## About this task
Transcribe the following records in full, exactly as shown.

## Exercise data
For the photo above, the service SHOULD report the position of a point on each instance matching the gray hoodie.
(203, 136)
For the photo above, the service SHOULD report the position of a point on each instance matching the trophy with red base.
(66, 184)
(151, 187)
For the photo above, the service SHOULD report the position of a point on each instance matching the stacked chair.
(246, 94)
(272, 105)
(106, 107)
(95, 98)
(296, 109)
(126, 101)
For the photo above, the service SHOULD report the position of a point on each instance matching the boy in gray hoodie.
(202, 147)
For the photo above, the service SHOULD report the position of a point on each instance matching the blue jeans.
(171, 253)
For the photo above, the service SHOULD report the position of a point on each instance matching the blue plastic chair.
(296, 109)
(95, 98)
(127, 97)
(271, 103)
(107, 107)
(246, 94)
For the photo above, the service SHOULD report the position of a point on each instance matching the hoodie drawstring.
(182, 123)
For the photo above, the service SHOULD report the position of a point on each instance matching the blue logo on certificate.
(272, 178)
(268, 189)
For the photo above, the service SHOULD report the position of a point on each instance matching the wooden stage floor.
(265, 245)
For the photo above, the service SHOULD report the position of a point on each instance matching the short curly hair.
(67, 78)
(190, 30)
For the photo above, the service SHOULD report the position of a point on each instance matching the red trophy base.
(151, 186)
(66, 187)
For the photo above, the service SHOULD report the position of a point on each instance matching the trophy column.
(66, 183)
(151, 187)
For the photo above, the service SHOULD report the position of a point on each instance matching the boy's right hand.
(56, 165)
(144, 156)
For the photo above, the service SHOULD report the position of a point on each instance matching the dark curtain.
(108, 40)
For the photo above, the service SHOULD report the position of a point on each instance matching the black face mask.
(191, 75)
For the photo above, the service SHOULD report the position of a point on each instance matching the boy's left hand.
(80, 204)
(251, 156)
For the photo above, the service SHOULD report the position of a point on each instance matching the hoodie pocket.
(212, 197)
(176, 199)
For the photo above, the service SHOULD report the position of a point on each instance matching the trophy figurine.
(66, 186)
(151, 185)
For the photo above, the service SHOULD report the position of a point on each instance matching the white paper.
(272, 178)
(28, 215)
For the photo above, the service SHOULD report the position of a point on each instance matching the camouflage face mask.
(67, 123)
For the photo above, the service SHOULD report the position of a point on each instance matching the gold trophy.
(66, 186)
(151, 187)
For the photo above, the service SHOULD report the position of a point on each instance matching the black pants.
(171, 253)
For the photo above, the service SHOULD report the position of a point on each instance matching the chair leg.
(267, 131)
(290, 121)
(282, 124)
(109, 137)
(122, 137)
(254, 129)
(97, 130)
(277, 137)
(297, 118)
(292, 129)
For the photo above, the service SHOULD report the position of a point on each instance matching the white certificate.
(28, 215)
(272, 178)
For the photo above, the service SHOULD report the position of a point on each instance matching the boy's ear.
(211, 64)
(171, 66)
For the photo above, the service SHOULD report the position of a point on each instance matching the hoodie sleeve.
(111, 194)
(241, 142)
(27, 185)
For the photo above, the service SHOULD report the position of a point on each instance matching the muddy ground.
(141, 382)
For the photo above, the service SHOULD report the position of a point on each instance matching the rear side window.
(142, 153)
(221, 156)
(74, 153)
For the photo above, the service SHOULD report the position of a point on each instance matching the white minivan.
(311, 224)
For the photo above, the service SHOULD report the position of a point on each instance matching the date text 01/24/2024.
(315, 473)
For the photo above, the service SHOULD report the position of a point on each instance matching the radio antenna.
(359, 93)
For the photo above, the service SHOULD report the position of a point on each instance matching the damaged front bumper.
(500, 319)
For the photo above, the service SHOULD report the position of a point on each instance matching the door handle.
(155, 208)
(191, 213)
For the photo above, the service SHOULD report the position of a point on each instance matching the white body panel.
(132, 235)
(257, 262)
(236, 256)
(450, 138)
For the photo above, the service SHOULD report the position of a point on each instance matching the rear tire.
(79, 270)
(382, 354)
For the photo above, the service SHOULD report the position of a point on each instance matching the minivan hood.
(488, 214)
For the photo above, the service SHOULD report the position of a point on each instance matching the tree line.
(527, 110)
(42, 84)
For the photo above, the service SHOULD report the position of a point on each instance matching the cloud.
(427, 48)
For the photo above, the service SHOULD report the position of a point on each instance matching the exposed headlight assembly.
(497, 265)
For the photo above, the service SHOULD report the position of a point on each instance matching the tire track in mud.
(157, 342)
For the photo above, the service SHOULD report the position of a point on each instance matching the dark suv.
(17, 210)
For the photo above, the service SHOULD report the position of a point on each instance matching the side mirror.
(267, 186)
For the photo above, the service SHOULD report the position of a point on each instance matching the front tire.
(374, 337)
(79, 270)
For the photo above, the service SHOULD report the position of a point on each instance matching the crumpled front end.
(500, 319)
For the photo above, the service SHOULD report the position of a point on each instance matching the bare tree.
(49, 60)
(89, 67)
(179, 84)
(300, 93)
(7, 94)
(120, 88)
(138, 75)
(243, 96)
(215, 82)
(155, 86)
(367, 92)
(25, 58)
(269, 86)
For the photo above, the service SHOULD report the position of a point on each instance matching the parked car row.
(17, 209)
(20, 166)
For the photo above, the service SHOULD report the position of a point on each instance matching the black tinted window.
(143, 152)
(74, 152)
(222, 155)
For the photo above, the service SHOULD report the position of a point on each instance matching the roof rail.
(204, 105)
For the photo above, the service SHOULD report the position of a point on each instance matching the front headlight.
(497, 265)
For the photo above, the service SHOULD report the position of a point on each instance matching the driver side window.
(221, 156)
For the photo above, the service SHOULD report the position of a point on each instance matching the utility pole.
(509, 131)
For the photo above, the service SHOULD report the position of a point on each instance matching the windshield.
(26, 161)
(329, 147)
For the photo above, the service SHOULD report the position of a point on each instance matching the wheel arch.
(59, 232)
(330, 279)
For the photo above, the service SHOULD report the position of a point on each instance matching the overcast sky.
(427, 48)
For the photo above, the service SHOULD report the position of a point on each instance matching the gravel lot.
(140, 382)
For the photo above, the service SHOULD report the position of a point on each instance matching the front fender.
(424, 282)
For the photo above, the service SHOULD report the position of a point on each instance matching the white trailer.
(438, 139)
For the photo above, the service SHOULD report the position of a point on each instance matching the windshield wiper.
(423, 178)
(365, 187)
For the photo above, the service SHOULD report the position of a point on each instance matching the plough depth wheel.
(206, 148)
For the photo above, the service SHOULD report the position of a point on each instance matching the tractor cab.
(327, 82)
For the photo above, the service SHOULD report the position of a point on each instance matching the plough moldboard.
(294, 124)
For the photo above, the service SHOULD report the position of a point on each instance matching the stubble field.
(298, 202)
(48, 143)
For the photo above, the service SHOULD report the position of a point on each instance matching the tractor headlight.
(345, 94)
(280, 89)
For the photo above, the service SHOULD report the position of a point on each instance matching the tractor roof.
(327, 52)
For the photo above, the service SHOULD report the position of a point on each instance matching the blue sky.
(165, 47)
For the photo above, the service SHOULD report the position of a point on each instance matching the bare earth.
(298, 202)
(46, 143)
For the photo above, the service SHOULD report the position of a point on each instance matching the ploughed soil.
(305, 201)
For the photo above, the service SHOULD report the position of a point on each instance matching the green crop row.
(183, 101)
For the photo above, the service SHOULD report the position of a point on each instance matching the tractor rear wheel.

## Result for this task
For the photo above, the service SHOULD report the position of a point on each instance matching the gray hoodie.
(203, 136)
For the photo above, the service SHOULD report the position of a point on each instance matching the trophy with red base.
(66, 184)
(151, 187)
For the photo above, the service SHOULD report the position of a point on each instance matching the stacked chair.
(246, 94)
(272, 105)
(106, 107)
(95, 98)
(296, 109)
(126, 101)
For the photo above, the service SHOULD report the position of a point on each instance matching the boy in gray hoodie.
(202, 147)
For the photo above, the service SHOULD report the position of a point on each instance matching the blue jeans.
(171, 253)
For the photo above, the service SHOULD report the position of a point on each instance matching the blue plastic chair.
(296, 109)
(95, 98)
(127, 97)
(271, 103)
(107, 107)
(246, 94)
For the photo above, the service SHOULD report the position of a point on each instance matching the hoodie drawstring.
(182, 123)
For the photo above, the service SHOULD report the position of a point on each instance matching the blue logo on certificate.
(272, 178)
(268, 189)
For the photo above, the service SHOULD report the position of a point on each instance matching the wooden stage floor.
(265, 245)
For the photo above, the service SHOULD report the position of a point on each instance matching the short curly hair.
(67, 78)
(190, 30)
For the photo above, the service SHOULD report the position of a point on each instance matching the red trophy base.
(151, 186)
(66, 187)
For the photo above, the service SHOULD report the position of a point on each instance matching the trophy column.
(66, 183)
(151, 187)
For the photo above, the service SHOULD report the position of a point on each instance matching the boy's right hand.
(56, 165)
(144, 156)
For the photo above, the service SHOULD report the position of a point on each instance matching the dark curtain.
(108, 40)
For the photo above, the service SHOULD report the position of a point on each instance matching the black face mask.
(191, 75)
For the photo above, the service SHOULD report the position of a point on each instance matching the boy's left hand.
(80, 204)
(251, 156)
For the photo above, the service SHOULD report the position of a point on each instance matching the hoodie pocket.
(212, 197)
(176, 199)
For the photo above, the service SHOULD report the position of a point on each instance matching the trophy figurine.
(66, 186)
(151, 185)
For the photo above, the service SHOULD report the position of a point on each instance matching the white paper.
(272, 178)
(28, 215)
For the photo above, the service SHOULD report the position of a point on each instance matching the camouflage face mask.
(67, 123)
For the photo above, the service SHOULD report the position of a point on each instance matching the gold trophy.
(66, 186)
(151, 187)
For the photo above, the service SHOULD report the position of a point on each instance matching the black pants.
(171, 253)
For the photo above, the service SHOULD report the position of a point on each instance matching the chair leg.
(267, 131)
(290, 121)
(282, 124)
(109, 137)
(122, 137)
(254, 129)
(97, 130)
(277, 137)
(297, 118)
(292, 129)
For the photo above, the service SHOULD report the position of a point on each instance matching the white certificate.
(28, 215)
(272, 178)
For the photo above, the service SHOULD report the position of a point on each instance matching the boy's ear.
(211, 64)
(171, 66)
For the photo above, the service SHOULD report the position of a point on each instance matching the hoodie sleeve.
(111, 194)
(241, 142)
(27, 185)
For the photo above, the service SHOULD report the position of a point on each instance matching the muddy ground.
(141, 382)
For the photo above, the service SHOULD report the position of a point on each instance matching the rear side window.
(142, 153)
(221, 156)
(74, 153)
For the photo above, the service SHOULD report the position of a point on each instance matching the white minivan.
(311, 224)
For the photo above, the service SHOULD report the position of a point on each instance matching the date text 01/24/2024.
(315, 473)
For the photo above, the service SHOULD report the position of a point on each instance matching the radio antenna.
(359, 93)
For the photo above, the service SHOULD report the position of a point on each instance matching the damaged front bumper.
(500, 319)
For the photo above, the service SHOULD report the position of a point on each instance matching the door handle.
(155, 208)
(191, 213)
For the photo above, the service SHOULD report the position of a point on each instance matching the white body panel.
(132, 235)
(257, 262)
(236, 256)
(450, 138)
For the photo above, the service SHOULD report the position of a point on each instance matching the rear tire.
(79, 270)
(382, 354)
For the photo above, the service SHOULD report the position of a point on each instance matching the minivan hood.
(488, 214)
For the photo above, the service SHOULD report the position of a point on each instance matching the tree line.
(527, 110)
(42, 84)
For the photo above, the service SHOULD report the position of a point on each instance matching the cloud.
(427, 48)
For the photo above, the service SHOULD report the position of a point on each instance matching the exposed headlight assembly.
(497, 265)
For the photo above, the service SHOULD report the position of a point on each instance matching the tire track in mud.
(157, 342)
For the photo above, the service SHOULD report the position of a point on each instance matching the dark suv.
(17, 210)
For the photo above, the service SHOULD report the position of a point on each instance matching the side mirror.
(267, 186)
For the photo above, the service SHOULD report the position of a point on each instance matching the front tire.
(374, 337)
(79, 270)
For the photo above, the service SHOULD report the position of a point on each instance matching the crumpled front end.
(500, 319)
For the photo above, the service SHOULD report the position of a point on each instance matching the bare tree.
(49, 60)
(89, 67)
(179, 84)
(300, 93)
(7, 94)
(120, 88)
(138, 75)
(243, 96)
(215, 82)
(155, 86)
(367, 92)
(25, 58)
(269, 86)
For the photo above, the service SHOULD report the position of a point on each instance matching the parked car row.
(17, 209)
(20, 166)
For the photo above, the service SHOULD report the position of a point on each instance matching the black tinted window.
(143, 152)
(74, 152)
(222, 155)
For the photo above, the service SHOULD report the position of a point on each instance matching the roof rail.
(204, 105)
For the photo above, the service SHOULD report the position of a point on each instance matching the front headlight.
(497, 265)
For the photo above, the service SHOULD report the position of a point on each instance matching the driver side window.
(221, 156)
For the photo above, the service SHOULD report the position of a point on each instance matching the utility pole.
(509, 131)
For the photo above, the service SHOULD report the position of a point on each instance matching the windshield.
(26, 161)
(329, 147)
For the photo above, the service SHOULD report the position of a point on each instance matching the wheel arch.
(59, 232)
(330, 279)
For the photo above, the service SHOULD report the position of a point on each instance matching the overcast sky.
(427, 48)
For the photo above, the service SHOULD report the position of a point on each instance matching the gravel lot.
(140, 382)
For the photo above, the service SHOULD report the position of a point on each instance matching the front fender.
(424, 282)
For the photo above, the service SHOULD report the position of a point on each instance matching the white trailer.
(438, 139)
For the photo above, the service SHOULD report the position of a point on each instance matching the windshield wiper.
(423, 178)
(365, 187)
For the photo above, the service SHOULD report the position of a point on each instance matching the plough depth wheel.
(206, 148)
For the photo above, the service SHOULD report the position of a point on each instance matching the tractor cab.
(327, 82)
For the photo above, the service SHOULD report the position of a point on each instance matching the plough moldboard.
(294, 124)
For the photo above, the service SHOULD report the position of a point on each instance matching the stubble field.
(298, 202)
(48, 143)
For the photo above, the service SHOULD report the position of a point on each instance matching the tractor headlight.
(345, 94)
(280, 89)
For the photo above, the service SHOULD report the position of a point on each instance matching the tractor roof.
(327, 52)
For the photo above, the service SHOULD report the position of a point on each instance matching the blue sky.
(165, 47)
For the photo above, the service SHOULD report the position of a point on each instance matching the bare earth.
(298, 202)
(46, 143)
For the photo above, the service SHOULD report the position of a point on each instance matching the ploughed soil.
(305, 201)
For the photo above, the service SHOULD report the position of a point on each instance matching the green crop row.
(183, 101)
For the photo above, the service SHOULD report the position of a point on each instance matching the tractor rear wheel.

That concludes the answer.